Task directions >> Copy out every line in the stretch from the one containing "Each instance of the front door receives" through the last line, adding 94 to each keypoint coordinate value along the way.

Input material >>

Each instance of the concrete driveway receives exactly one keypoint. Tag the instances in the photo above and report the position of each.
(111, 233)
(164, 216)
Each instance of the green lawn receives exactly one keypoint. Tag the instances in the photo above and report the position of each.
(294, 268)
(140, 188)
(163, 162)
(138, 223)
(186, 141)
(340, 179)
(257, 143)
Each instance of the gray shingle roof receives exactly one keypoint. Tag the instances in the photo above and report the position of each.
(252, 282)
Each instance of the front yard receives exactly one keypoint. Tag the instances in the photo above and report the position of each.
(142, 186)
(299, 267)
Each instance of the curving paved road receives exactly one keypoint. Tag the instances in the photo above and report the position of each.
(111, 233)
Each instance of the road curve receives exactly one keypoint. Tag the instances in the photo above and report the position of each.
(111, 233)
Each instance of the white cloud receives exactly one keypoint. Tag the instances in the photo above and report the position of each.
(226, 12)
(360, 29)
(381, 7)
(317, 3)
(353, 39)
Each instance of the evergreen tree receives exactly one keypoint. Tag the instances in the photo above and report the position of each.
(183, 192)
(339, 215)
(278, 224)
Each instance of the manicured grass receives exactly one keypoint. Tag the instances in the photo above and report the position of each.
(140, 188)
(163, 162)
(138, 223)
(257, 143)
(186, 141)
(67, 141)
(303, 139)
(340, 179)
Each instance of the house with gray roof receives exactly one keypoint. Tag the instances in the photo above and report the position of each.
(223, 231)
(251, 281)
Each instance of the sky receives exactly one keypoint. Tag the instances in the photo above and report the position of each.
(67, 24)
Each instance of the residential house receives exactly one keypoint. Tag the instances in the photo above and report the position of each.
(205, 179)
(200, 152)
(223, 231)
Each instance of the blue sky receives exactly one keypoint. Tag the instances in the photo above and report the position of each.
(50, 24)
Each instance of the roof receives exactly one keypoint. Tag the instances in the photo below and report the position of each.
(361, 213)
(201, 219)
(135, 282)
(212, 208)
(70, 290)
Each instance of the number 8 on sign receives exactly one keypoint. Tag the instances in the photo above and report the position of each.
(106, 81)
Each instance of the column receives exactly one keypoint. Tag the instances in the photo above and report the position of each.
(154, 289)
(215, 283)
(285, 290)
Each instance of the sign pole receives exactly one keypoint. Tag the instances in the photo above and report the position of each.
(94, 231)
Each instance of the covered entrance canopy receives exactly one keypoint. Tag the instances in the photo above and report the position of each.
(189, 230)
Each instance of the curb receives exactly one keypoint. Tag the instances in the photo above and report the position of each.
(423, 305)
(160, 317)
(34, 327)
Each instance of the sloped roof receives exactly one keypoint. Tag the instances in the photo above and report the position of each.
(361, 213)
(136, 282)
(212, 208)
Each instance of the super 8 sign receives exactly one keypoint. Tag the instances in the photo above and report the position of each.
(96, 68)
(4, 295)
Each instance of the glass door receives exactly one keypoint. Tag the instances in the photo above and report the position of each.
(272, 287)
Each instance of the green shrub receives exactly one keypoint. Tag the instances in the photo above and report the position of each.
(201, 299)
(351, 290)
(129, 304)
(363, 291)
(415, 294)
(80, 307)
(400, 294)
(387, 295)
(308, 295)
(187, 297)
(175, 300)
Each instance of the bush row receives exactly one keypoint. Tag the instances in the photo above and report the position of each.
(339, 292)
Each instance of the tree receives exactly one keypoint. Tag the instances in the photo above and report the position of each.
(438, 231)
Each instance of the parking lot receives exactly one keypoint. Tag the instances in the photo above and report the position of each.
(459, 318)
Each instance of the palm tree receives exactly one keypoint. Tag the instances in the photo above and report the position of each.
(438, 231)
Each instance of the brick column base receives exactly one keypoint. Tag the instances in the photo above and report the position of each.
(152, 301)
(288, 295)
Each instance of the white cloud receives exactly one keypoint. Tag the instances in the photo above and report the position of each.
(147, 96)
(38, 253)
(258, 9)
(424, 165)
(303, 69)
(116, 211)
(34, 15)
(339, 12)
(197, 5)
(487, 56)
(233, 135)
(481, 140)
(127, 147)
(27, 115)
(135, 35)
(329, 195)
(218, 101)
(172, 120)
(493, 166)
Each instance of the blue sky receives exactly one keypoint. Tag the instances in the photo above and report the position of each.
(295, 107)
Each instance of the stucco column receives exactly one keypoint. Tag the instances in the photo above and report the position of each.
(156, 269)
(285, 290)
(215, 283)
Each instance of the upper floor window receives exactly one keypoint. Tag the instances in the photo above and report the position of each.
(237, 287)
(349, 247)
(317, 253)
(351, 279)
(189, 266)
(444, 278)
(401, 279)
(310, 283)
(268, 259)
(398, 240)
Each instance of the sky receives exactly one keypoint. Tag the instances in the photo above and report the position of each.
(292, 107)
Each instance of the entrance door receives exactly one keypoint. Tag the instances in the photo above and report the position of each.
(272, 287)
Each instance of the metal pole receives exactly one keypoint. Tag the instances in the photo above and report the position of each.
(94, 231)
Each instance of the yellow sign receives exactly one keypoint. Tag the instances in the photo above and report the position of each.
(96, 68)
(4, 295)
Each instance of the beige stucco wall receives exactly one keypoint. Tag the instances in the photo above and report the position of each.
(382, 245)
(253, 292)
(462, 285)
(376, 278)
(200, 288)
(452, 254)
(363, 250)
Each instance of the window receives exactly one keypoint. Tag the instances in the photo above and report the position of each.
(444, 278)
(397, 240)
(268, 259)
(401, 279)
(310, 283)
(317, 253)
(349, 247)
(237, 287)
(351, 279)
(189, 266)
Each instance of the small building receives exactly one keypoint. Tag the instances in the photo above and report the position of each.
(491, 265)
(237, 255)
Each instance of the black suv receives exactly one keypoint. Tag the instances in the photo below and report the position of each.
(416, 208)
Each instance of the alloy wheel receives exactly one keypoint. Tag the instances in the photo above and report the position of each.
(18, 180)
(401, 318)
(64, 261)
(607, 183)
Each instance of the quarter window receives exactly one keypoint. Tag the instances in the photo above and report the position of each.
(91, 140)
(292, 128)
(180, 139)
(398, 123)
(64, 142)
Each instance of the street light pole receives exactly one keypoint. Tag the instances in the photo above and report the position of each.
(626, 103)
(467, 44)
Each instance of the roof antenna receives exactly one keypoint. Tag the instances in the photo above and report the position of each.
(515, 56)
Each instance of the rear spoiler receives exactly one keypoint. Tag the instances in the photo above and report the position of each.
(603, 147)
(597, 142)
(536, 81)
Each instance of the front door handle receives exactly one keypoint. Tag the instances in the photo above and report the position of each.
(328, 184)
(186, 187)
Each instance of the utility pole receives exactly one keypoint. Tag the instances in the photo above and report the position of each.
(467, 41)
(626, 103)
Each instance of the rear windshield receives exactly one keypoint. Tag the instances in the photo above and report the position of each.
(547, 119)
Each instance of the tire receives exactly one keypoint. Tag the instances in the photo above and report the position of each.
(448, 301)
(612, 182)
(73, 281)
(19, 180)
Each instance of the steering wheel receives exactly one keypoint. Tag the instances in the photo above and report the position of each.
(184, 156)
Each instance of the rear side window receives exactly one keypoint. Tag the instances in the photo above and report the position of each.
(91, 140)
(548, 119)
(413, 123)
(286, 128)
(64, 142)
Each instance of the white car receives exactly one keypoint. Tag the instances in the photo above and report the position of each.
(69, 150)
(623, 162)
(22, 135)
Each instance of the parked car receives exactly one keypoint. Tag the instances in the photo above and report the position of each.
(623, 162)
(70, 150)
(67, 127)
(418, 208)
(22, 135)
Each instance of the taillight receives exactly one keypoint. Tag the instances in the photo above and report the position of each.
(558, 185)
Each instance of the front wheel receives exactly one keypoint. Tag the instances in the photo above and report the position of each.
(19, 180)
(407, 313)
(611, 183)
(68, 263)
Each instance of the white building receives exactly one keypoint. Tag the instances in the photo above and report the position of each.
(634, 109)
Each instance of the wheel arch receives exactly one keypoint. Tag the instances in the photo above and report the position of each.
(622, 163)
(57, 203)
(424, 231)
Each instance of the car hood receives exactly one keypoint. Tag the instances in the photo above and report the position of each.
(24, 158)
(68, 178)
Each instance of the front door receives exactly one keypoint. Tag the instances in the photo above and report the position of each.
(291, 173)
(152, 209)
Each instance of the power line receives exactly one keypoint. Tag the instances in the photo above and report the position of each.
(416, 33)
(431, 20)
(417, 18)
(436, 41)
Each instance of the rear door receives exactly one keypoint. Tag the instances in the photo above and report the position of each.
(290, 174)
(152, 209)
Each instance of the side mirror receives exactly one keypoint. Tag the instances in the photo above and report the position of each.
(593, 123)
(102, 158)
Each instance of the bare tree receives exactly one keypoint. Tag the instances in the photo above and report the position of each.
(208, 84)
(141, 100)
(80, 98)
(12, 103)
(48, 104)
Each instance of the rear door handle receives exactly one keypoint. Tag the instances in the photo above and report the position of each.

Response to this task >>
Each instance of the front door receives exactly one keypoint. Tag the instances in the photo above and report the position of each.
(385, 267)
(246, 303)
Each instance of the power line receives exactly one keypoint. Tag the instances in the photo above and report the position of each.
(510, 127)
(525, 114)
(511, 112)
(530, 135)
Each instance of the rear door receives exactly one keypoint. Tag the instances in the photo above and report the position of each.
(384, 268)
(246, 303)
Each instance of the side mirror receives exactly one keypoint. Tag the instances in the photo above and report the position of each.
(687, 217)
(196, 252)
Each instance of the bare tree receives exactly one keypoint. Tag the instances in the photo above and report the position of each.
(302, 178)
(235, 194)
(174, 192)
(106, 197)
(142, 198)
Each instance of the rear door handle receives exactly one keypoint. Tag the instances in the photo above and report the position of each.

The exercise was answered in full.